MATERIAL SHOWN:
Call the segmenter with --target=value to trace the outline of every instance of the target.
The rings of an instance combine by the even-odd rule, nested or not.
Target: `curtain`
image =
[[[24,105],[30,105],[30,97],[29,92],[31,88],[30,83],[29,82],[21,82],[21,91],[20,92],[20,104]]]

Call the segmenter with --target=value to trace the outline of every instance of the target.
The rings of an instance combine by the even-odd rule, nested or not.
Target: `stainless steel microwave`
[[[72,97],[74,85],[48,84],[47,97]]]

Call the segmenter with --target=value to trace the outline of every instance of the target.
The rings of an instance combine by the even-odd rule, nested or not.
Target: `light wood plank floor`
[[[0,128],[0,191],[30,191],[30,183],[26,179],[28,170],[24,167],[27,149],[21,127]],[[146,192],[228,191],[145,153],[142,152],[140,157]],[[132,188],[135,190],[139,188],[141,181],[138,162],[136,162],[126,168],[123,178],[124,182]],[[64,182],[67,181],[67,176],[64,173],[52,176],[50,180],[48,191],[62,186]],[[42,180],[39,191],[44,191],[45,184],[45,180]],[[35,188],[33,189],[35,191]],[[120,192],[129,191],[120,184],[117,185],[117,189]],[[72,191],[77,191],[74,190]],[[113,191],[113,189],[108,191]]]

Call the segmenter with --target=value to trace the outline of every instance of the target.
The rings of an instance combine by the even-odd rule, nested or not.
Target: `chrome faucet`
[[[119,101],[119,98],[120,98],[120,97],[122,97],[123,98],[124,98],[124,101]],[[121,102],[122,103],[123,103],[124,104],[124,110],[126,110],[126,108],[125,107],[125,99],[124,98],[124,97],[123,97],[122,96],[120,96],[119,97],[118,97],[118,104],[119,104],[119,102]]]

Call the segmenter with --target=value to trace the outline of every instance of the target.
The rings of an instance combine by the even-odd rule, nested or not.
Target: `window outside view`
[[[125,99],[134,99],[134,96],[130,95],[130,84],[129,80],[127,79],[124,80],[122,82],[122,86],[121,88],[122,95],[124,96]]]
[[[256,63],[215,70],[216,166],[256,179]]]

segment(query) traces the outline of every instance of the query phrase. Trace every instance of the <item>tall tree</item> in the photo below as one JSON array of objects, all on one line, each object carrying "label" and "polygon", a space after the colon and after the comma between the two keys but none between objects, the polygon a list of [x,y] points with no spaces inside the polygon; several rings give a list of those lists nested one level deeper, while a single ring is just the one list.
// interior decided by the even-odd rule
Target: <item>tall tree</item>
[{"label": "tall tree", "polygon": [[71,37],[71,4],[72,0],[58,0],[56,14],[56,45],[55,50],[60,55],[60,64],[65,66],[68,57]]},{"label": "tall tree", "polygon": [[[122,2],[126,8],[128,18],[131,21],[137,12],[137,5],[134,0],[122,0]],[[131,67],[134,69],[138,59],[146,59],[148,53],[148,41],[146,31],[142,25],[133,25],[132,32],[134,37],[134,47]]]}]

WHAT THE EXERCISE ASKS:
Could you pull out every line in the items above that contains the string "tall", treating uppercase and lowercase as different?

PROBLEM SOLUTION:
segment(query) traces the outline of every instance of the query phrase. Trace every instance of the <item>tall tree</item> in the photo below as one JSON array of objects, all on one line, each object carrying "label" and "polygon", a space after the colon and after the comma between the two keys but none between objects, the polygon a list of [x,y] points with no spaces inside the polygon; several rings give a list of those lists nested one level deeper, while a single ring is just the one list.
Target: <item>tall tree</item>
[{"label": "tall tree", "polygon": [[71,37],[71,4],[72,0],[58,0],[56,14],[56,45],[55,50],[60,55],[60,64],[65,66],[68,57]]},{"label": "tall tree", "polygon": [[[122,2],[126,8],[128,18],[131,21],[137,12],[137,5],[134,0],[122,0]],[[131,67],[134,69],[138,59],[146,59],[148,53],[148,41],[146,31],[142,25],[133,25],[132,32],[134,37],[134,47]]]}]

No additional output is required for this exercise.